## INSTRUCTIONS FOR THE TASK
Set the records down again exactly, apart from any pictures in them.

## DATA FOR THIS EXERCISE
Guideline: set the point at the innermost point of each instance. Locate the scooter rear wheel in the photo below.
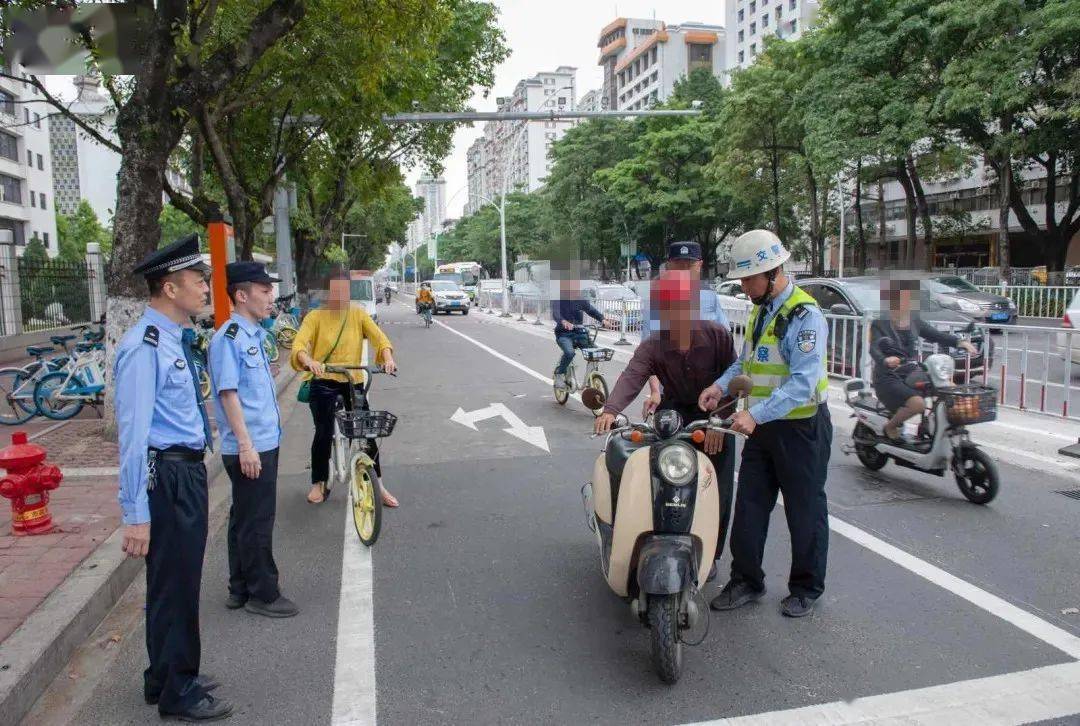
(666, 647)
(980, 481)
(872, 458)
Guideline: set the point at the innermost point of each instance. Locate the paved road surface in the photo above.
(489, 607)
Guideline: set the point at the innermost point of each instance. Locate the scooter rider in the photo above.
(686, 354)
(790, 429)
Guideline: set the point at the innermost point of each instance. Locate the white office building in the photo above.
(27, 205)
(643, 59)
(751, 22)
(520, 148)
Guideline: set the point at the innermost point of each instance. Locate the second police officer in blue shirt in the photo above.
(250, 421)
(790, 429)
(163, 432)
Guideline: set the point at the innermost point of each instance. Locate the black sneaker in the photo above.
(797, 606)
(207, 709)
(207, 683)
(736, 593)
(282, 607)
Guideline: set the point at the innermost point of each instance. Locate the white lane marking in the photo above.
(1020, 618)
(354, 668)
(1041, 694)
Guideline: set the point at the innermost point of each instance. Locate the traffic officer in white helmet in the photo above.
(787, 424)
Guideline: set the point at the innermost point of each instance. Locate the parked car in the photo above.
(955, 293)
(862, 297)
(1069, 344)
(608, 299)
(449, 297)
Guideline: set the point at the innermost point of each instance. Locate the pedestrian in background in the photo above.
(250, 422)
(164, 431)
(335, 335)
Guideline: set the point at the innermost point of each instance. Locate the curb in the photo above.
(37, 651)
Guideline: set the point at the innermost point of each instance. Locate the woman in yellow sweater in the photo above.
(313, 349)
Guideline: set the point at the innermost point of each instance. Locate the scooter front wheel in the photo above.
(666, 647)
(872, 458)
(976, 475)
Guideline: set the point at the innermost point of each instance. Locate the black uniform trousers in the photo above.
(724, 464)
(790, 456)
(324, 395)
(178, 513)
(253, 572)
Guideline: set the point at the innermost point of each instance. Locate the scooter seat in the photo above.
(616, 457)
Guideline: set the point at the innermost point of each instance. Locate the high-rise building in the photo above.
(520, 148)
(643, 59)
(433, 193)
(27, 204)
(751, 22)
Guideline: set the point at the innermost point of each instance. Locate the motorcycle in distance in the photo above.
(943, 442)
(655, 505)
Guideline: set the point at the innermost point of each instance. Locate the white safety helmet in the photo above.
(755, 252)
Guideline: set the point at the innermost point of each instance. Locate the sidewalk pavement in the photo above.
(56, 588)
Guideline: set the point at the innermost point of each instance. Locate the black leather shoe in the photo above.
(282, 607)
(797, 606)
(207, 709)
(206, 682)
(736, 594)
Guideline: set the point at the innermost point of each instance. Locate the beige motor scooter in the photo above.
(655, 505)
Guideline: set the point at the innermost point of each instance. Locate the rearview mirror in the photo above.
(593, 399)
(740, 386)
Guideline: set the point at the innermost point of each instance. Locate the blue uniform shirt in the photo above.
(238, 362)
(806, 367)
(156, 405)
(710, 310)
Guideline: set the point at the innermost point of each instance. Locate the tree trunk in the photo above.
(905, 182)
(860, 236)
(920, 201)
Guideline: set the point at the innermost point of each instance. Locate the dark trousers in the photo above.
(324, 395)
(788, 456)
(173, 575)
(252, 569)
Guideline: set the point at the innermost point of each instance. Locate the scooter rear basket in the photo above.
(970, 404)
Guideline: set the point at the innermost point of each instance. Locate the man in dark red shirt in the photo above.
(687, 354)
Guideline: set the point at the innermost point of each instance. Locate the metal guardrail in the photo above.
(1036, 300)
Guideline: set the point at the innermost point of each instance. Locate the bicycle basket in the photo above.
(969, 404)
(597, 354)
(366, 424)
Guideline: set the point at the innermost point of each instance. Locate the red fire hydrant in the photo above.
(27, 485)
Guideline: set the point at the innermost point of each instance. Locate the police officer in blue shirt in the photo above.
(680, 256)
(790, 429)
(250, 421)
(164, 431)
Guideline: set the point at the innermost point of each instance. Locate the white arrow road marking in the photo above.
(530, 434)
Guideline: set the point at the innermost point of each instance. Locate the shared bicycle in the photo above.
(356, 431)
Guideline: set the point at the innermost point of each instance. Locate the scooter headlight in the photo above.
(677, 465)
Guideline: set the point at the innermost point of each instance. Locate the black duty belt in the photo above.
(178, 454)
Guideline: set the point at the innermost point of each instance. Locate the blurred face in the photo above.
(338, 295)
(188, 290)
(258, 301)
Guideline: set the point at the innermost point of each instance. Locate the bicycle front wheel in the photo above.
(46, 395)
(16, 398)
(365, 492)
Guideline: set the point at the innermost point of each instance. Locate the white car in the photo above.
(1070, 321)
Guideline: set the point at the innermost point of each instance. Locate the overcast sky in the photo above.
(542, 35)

## ANSWER AREA
Guideline: set the point at the innermost point of each instance. Locate the scooter rear wheel in the photo below.
(666, 647)
(980, 481)
(872, 458)
Guideline: set the point at the innermost point of each instance. Locate the paved road surface in the photo above.
(489, 607)
Guideline: set the point at the innermost point of each instance. Locate the scooter rider in the photo above.
(686, 354)
(790, 429)
Guideline: set the point at the innermost point of each instance. Locate the white office building in the photo above.
(27, 205)
(643, 59)
(751, 22)
(520, 148)
Guideline: set the point at the innermost point of each instance. Locate the second police officer in blue shirt in the photo above.
(250, 421)
(790, 429)
(163, 432)
Guideline: set the point at the innermost point of each instance. Locate the black sneaker in the photo above.
(797, 606)
(207, 709)
(207, 683)
(736, 593)
(282, 607)
Guideline: set the point at the innermost point of each instance. Locate the white lane marking in the photo above.
(1020, 618)
(354, 668)
(1041, 694)
Guideline: set the point at the innermost point of each instance. Locate the traffic officer in white helmet in the photo above.
(787, 424)
Guideline: set the point at the innermost point of each instance. Locate the parked car in the photo above.
(955, 293)
(862, 297)
(1069, 344)
(608, 299)
(449, 297)
Guideline: set the point at the innermost point of each instance. Locate the pedestrian in background in the photo above.
(250, 422)
(164, 431)
(335, 335)
Guideline: set the point at the innermost point of each instance. Locate the curb in the photo above.
(37, 651)
Guideline: set the point at the innermost point of each instance. Locate the woman in yellow sweater in the photo above.
(313, 349)
Guideline: set the point at the innermost point of each instance. Locate the scooter front wheel in the photo above.
(666, 647)
(872, 458)
(976, 475)
Guideline: set the point at the innermost point of each instance. Locate the black uniform trousers in the photo above.
(724, 464)
(790, 456)
(324, 395)
(178, 513)
(253, 572)
Guideline: set the point at the innermost point of each instance. Locate the scooter seat in the photo above.
(616, 457)
Guideline: set the point at the innermost point of each instance. Locate the high-rise building in the photo above.
(520, 148)
(643, 59)
(433, 193)
(27, 204)
(751, 22)
Guideline: set the point at the innermost point of each instance. Locate the motorcycle in distance in the photo above.
(943, 442)
(655, 505)
Guideline: set the point at the innermost point of each instance. Locate the white safety helmet in the photo above.
(755, 252)
Guideline: set the point at the innermost point of each instance. Locate the sidewalk pavement in the photo above.
(56, 588)
Guideline: set the point at the innermost point of each instance. Locate the black leather shoe in the photo above.
(282, 607)
(797, 606)
(207, 709)
(206, 682)
(736, 594)
Guideline: set the point at the innermost point of each instance. Locate the beige motor scooter in the photo above.
(655, 505)
Guideline: set the point at the innermost point of each instance. Locate the rearview mirror in the photo above.
(593, 399)
(740, 386)
Guideline: set the point at the innermost point of each instance. Locate the blue uniform shirt in the photo above.
(238, 362)
(806, 367)
(156, 405)
(710, 310)
Guideline: set the point at the innermost point of each instance. Locate the tree trunk in the photo above.
(905, 182)
(860, 236)
(920, 201)
Guideline: set the point at the innermost point of each instance. Locate the dark trousers in the photo above.
(324, 395)
(788, 456)
(173, 575)
(252, 569)
Guideline: set the point at the innermost point of each instance. Locate the scooter rear basket in the photo above.
(970, 404)
Guideline: set the point at the innermost point of each instance. Locate the man in dark red shirt in the photo above.
(687, 354)
Guideline: set the point at the innermost point of each instance. Locate the metal guardrail in the photo above.
(1036, 300)
Guideline: set the point at the innermost point of each instance. Locate the bicycle basket in the photo above.
(969, 404)
(597, 354)
(366, 424)
Guideline: set the point at the innermost point of each instance. Locate the red fire hydrant in the photo above.
(27, 485)
Guideline: set the point at the innermost point of each instance. Locate the police officer in blue shirt in the photo above.
(680, 256)
(790, 429)
(250, 421)
(164, 431)
Guideline: set the point at the innermost point of each instance. Locate the white arrow road marking in the photo above.
(530, 434)
Guideline: set the point at the innermost point of each instance. Locate the shared bicycle in the photo above.
(356, 431)
Guideline: set the point at the innermost point of each instance. Locate the scooter headlight in the photo above.
(677, 465)
Guideline: set the point at the innermost point of each instance. Locate the black duty belt in the photo above.
(178, 454)
Guideline: set the point at the innermost point of each instance. Locate the blurred face in the photo above.
(338, 295)
(188, 290)
(258, 301)
Guideline: set the point at the innermost point of each instance. Locate the bicycle front wheel in the photo above.
(46, 395)
(16, 398)
(365, 492)
Guideline: set the point at the innermost point of each instance. Locate the white car in the photo above.
(1070, 321)
Guideline: set the point at the innermost point of each instance. Locate the overcast sky in the photo above.
(542, 35)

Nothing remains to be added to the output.